---------- Provided records

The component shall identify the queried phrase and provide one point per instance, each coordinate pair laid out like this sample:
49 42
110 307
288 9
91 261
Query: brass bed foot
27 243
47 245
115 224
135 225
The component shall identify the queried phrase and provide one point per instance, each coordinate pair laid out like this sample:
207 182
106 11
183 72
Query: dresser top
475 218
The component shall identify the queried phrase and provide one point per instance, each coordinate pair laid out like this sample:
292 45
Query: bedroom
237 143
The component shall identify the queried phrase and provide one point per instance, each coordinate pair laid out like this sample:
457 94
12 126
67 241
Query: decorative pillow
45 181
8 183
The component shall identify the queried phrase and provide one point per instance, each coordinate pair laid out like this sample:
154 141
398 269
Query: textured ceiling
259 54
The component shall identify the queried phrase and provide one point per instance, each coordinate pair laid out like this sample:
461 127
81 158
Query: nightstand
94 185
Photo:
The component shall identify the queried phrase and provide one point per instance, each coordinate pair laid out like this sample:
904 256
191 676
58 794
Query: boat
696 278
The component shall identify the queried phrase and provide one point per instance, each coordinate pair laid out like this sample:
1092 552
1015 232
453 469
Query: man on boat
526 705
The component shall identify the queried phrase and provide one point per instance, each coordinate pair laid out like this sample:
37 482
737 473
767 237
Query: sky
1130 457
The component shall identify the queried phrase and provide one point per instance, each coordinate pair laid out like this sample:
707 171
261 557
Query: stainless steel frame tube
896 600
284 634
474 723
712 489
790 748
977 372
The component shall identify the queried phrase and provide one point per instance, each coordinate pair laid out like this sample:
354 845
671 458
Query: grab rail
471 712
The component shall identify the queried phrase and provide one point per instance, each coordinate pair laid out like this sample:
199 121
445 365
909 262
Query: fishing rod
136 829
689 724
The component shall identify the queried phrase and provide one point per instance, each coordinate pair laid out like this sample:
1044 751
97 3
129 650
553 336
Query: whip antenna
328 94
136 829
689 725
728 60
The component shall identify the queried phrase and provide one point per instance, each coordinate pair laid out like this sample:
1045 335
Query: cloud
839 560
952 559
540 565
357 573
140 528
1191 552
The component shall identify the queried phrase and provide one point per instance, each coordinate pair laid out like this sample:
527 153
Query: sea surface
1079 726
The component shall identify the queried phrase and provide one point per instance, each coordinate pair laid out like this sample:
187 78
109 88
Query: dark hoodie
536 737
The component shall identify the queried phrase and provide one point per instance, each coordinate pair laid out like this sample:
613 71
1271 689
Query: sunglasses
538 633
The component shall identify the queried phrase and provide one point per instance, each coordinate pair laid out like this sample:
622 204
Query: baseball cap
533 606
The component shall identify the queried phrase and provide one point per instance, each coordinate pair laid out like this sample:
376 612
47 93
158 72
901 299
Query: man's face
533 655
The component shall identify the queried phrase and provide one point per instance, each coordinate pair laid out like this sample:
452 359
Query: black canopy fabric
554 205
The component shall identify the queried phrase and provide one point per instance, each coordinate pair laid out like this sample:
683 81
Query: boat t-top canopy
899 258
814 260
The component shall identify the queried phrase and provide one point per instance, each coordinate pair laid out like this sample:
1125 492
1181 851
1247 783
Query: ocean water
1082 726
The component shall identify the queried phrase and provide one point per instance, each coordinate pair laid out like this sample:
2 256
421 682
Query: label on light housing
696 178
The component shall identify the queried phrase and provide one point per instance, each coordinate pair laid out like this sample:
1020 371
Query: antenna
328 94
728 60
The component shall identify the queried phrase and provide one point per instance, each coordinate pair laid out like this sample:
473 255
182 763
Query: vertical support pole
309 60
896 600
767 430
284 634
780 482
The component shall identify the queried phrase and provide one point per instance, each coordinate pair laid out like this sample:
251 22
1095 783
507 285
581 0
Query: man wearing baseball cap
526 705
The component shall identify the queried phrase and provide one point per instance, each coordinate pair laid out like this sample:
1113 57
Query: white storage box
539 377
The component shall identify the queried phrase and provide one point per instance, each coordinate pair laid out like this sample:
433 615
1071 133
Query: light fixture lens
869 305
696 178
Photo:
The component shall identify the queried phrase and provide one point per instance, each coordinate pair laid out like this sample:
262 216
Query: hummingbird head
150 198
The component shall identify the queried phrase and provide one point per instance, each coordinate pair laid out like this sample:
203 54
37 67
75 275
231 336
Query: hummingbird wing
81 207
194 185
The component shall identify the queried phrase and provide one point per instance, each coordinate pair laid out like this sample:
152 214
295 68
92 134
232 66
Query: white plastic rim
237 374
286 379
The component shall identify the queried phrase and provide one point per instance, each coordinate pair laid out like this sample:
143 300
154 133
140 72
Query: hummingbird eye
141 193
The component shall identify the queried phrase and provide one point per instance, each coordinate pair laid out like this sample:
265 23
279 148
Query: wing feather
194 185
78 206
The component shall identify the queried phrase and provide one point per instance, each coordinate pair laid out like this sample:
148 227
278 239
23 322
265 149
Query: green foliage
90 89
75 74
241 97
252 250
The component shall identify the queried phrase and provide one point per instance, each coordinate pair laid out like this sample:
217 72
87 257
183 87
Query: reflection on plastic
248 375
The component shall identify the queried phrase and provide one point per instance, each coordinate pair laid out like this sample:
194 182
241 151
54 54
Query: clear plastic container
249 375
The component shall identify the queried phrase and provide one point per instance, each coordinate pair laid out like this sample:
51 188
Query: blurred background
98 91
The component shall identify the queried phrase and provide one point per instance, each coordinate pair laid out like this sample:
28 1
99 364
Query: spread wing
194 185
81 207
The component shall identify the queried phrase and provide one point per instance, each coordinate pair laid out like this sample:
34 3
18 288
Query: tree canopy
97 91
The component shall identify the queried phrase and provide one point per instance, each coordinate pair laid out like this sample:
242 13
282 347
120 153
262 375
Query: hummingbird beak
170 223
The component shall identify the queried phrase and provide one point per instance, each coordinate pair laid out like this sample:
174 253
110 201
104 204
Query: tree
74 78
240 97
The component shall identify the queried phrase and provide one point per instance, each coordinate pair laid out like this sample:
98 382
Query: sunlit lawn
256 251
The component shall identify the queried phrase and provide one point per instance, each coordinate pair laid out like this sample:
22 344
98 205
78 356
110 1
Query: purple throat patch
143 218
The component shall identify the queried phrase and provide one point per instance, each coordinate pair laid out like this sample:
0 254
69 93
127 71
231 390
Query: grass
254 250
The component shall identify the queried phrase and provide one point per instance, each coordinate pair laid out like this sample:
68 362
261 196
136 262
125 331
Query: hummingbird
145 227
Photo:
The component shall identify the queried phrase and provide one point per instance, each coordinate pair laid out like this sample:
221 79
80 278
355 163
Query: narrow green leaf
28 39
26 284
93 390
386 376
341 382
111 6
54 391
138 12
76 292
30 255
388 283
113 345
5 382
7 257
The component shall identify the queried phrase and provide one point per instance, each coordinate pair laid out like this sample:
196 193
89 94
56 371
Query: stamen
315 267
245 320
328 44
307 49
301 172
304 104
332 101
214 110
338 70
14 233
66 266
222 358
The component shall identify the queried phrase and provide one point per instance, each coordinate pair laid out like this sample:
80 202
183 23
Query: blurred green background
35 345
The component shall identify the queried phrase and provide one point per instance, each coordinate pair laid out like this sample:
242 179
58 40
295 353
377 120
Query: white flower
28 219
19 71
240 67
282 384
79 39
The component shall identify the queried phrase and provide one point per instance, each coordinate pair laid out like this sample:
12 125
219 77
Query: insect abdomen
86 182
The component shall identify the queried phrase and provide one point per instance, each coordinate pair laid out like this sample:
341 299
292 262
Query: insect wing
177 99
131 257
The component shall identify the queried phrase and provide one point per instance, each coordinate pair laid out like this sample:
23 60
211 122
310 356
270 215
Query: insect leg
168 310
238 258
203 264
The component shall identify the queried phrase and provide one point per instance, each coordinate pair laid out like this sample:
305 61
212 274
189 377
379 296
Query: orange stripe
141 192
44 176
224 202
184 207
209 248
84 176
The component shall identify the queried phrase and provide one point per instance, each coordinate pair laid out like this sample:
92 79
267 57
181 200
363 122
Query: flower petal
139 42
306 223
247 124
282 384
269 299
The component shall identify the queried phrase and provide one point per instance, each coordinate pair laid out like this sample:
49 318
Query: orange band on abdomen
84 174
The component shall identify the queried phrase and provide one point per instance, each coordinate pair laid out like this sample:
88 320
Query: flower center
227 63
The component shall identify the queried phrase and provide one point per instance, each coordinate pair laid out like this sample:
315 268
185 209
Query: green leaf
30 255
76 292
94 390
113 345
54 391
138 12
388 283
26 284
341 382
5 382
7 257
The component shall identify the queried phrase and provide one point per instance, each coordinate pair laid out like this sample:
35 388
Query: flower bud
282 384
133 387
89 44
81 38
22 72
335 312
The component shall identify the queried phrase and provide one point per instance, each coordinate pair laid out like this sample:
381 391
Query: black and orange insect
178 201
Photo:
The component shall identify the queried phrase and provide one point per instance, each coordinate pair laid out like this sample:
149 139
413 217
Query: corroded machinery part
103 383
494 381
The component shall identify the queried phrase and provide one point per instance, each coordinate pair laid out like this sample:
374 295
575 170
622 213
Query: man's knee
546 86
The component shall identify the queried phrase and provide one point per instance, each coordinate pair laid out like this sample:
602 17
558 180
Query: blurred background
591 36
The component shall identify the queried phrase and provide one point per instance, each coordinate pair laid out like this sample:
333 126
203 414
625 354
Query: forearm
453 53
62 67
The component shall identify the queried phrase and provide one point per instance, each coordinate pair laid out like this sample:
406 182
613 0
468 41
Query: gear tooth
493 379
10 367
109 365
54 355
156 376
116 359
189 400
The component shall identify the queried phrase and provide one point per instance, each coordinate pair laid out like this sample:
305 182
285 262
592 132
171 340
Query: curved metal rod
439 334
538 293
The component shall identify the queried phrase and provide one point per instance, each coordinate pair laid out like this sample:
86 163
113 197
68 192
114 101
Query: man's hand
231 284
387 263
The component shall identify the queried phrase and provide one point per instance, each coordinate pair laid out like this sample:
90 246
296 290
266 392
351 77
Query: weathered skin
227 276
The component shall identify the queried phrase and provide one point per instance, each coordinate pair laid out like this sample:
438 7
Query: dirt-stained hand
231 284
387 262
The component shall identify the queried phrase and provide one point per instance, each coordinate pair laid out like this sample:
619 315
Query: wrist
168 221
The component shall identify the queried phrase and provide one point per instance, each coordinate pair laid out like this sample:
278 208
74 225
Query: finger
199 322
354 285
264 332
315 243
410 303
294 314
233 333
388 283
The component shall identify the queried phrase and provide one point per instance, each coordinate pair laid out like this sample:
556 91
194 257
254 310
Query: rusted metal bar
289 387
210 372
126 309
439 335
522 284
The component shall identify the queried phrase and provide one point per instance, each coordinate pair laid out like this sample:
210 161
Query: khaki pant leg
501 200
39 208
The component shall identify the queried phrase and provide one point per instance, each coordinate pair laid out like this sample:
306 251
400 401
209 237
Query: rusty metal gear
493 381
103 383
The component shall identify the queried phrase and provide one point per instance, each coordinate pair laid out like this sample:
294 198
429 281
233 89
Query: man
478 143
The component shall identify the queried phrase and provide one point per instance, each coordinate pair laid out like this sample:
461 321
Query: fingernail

--------------------

◆ **What is asked**: Tally the lines in the items above that contain the string "green", matching case exactly, and reply with only the number.

◆ **Solution to this exercise**: 4